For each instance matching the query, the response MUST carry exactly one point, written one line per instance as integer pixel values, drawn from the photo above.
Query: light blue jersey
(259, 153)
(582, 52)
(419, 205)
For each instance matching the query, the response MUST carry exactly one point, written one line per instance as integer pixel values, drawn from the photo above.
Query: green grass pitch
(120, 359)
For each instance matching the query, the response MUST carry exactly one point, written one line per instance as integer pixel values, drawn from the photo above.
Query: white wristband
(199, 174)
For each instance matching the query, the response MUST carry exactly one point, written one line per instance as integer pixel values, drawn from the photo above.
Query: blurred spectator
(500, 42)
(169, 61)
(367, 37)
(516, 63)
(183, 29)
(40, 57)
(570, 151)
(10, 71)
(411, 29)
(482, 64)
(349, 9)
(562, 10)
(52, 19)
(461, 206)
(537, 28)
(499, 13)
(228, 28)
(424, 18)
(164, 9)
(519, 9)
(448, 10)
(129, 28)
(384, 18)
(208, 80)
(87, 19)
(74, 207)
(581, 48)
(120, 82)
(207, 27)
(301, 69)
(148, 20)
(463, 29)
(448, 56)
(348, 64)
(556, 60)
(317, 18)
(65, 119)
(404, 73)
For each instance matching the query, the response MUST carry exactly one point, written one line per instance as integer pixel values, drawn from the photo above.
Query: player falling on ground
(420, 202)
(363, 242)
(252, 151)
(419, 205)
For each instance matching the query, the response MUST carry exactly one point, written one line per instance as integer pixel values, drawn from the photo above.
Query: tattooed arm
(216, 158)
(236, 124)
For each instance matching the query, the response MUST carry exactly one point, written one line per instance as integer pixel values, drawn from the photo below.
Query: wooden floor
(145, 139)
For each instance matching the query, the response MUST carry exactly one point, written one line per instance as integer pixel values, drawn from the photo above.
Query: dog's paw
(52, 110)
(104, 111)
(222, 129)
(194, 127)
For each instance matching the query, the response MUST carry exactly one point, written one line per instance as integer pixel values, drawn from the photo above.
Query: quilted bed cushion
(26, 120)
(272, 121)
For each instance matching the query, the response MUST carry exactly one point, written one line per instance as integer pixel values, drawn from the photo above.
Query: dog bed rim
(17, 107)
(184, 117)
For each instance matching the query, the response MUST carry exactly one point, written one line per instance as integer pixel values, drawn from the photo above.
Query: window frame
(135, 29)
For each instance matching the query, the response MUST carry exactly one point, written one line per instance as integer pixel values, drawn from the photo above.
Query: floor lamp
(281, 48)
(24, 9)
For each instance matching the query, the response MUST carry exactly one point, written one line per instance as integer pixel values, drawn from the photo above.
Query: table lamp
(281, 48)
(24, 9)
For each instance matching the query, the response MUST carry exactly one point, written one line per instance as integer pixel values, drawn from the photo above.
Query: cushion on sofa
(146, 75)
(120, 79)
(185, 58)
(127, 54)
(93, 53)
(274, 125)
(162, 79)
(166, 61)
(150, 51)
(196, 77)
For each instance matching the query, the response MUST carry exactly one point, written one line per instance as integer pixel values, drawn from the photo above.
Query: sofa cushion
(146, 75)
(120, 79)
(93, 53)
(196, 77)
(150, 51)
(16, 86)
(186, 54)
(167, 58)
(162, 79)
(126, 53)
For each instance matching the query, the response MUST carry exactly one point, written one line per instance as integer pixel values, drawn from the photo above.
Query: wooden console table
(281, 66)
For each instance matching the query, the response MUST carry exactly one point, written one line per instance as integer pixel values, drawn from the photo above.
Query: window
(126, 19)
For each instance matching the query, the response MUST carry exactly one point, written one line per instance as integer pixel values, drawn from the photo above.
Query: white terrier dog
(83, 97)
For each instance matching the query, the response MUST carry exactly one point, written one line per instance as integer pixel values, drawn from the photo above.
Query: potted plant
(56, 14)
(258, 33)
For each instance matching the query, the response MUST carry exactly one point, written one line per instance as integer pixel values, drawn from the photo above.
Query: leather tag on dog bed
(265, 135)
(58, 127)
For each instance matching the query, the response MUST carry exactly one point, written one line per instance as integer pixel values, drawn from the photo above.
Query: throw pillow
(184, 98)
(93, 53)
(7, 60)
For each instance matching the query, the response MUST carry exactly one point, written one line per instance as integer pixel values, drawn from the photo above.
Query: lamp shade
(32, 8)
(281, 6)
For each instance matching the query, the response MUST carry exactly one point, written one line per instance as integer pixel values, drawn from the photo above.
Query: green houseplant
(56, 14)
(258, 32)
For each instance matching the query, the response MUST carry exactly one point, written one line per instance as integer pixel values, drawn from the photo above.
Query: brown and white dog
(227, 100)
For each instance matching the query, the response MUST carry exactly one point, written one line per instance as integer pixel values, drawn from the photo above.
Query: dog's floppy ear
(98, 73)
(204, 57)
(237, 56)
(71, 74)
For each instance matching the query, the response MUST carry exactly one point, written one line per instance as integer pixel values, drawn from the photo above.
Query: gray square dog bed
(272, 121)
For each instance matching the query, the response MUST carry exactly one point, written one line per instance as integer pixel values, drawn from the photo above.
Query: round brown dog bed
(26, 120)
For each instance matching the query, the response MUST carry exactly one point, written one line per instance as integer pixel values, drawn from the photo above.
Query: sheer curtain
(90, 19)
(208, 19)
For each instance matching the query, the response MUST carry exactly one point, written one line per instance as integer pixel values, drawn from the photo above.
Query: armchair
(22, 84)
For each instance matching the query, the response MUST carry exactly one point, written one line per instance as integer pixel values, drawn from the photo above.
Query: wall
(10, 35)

#####

▸ WRITTEN REQUEST: Set down every record above exactly as given.

▸ FINAL RESULT:
For each instance matching the query, the response MUST carry exactly one point, written one line per instance as integer pixel values, drawn from the photo above.
Query: light blue jersey
(259, 153)
(582, 52)
(419, 205)
For each instance matching the query, the response MUST carry exactly one point, written one line per instance as integer pixel values, drawn from the photo above.
Query: green grass pitch
(120, 359)
For each instance matching the query, the response MUST carry exactly one point, written one line per instance as integer pixel values, drawn from the photo above.
Query: white wristband
(199, 174)
For each instance matching the query, the response MUST carry exactly one point, written one line per instance as integer pixel values, drawn from the photo above.
Query: blurred spectator
(500, 42)
(169, 61)
(367, 37)
(516, 63)
(183, 29)
(40, 57)
(570, 151)
(10, 71)
(411, 29)
(482, 64)
(349, 9)
(562, 10)
(52, 19)
(461, 206)
(537, 28)
(499, 13)
(228, 28)
(424, 18)
(164, 9)
(519, 9)
(448, 10)
(129, 28)
(384, 18)
(208, 80)
(87, 19)
(74, 207)
(581, 48)
(120, 82)
(207, 27)
(301, 69)
(148, 20)
(463, 29)
(448, 56)
(348, 64)
(556, 60)
(317, 18)
(65, 119)
(404, 73)
For each instance matching the query, the response MUST carry exactly one point, written one line per instance as integer pixel values, drawn from the photo above.
Query: player falling on ground
(420, 202)
(363, 242)
(252, 151)
(419, 205)
For each instance matching the query, the response MUST carry exactly one point, written one line per instance as integer pixel values, drawn from the photo above.
Query: tattooed arm
(216, 158)
(236, 124)
For each instance matching the query, the response MUST carry exactly one point, written one line per instance as integer pixel values, drawn from the photo below.
Query: wooden floor
(145, 139)
For each instance matching the query, the response MUST carry exactly one point, written one line per instance as integer pixel values, drawn from the photo above.
Query: dog's paw
(52, 110)
(104, 111)
(222, 129)
(194, 127)
For each instance matching the query, the response MUST carry exactly one point, written one line per instance as integer pixel values, drawn from the photo above.
Query: quilted bed cushion
(26, 120)
(272, 121)
For each instance matching the query, the response MUST carry exactly one point, written one line per instance as integer pixel values, drawn from the photo above.
Query: dog bed rim
(17, 107)
(184, 117)
For each instance matching the query, the response MUST carry exactly one point, written one line per instance as integer pixel values, drawn from the photo above.
Query: window frame
(135, 29)
For each instance matching the query, the response MUST carry exactly one point, written one line per instance as integer pixel values, drawn from the photo above.
Query: floor lamp
(281, 48)
(24, 9)
For each instance matching the query, the response MUST carry exactly one point, written one line per instance as integer pixel values, drawn from the photo above.
Query: table lamp
(281, 48)
(24, 9)
For each instance matching the query, the response MUST carry exactly one point, written one line per instance as integer pixel values, drawn from the photo above.
Query: cushion on sofa
(146, 75)
(120, 79)
(185, 58)
(127, 54)
(93, 53)
(274, 125)
(162, 79)
(166, 61)
(150, 51)
(196, 77)
For each instance matching the query, the response MUST carry exactly one point, written one line per instance as integer pixel values, drawn from the photo above.
Query: sofa cushion
(146, 75)
(120, 79)
(93, 53)
(196, 77)
(150, 51)
(16, 86)
(186, 54)
(167, 58)
(162, 79)
(126, 53)
For each instance matching the query, the response MUST carry exactly one point, written one line per instance as integer pixel values, drawn from the photo above.
Query: wooden console table
(281, 66)
For each instance matching the query, the response MUST carry exactly one point, written one line per instance as integer pixel values, drawn from the photo above.
Query: window
(126, 19)
For each instance matching the query, the response MUST carry exactly one point, written one line per instance as integer pixel values, drawn from the photo above.
Query: white terrier dog
(83, 97)
For each instance matching the query, the response MUST carry exactly one point, written one line per instance as integer pixel values, drawn from the photo above.
Query: potted plant
(56, 14)
(258, 33)
For each instance matching the query, the response MUST carry exactly one point, written one line per instance as integer pixel values, drawn from the photo above.
Query: leather tag on dog bed
(265, 135)
(58, 127)
For each instance matching the query, the response MUST carry exactly one point, written one line per instance as integer pixel values, drawn from the photo above.
Query: throw pillow
(184, 98)
(93, 53)
(7, 60)
For each instance matching the query, the response MUST carry exactly one point, written one line per instance as integer pixel values, drawn from the photo above.
Query: lamp shade
(32, 8)
(281, 6)
For each instance matching the query, the response MUST carry exactly one point, written one line per instance as integer pixel values, drawn from the photo above.
Query: green houseplant
(56, 14)
(258, 32)
For each instance matching the query, the response MUST carry exactly one point, written one line per instance as integer pixel values, drawn from the photo above.
Query: brown and white dog
(227, 100)
For each instance matching the query, the response MUST carry exactly one point, written one line per instance as integer pixel values, drawn from the photo above.
Query: dog's floppy ear
(98, 73)
(204, 57)
(237, 56)
(71, 74)
For each instance matching the query, the response MUST carry exactly one point, written one line per instance as integer pixel values, drawn from the photo above.
Query: gray square dog bed
(272, 121)
For each instance matching the query, the response MUST carry exactly one point, written one line per instance as integer pixel values, drawn from the photo above.
Query: round brown dog bed
(26, 120)
For each instance matching the query, the response MUST carry exactly one point, written one line per instance as integer pixel values, drawn from the photo above.
Query: sheer curtain
(90, 19)
(208, 19)
For each instance matching the query, the response MUST carry exactly one point, written one line per instance as integer pixel values, drawn from the photo above.
Query: armchair
(22, 84)
For each instance matching the query, the response MUST carry exactly one point, written one line per instance as integer pixel values, drawn from the photo above.
Query: wall
(10, 35)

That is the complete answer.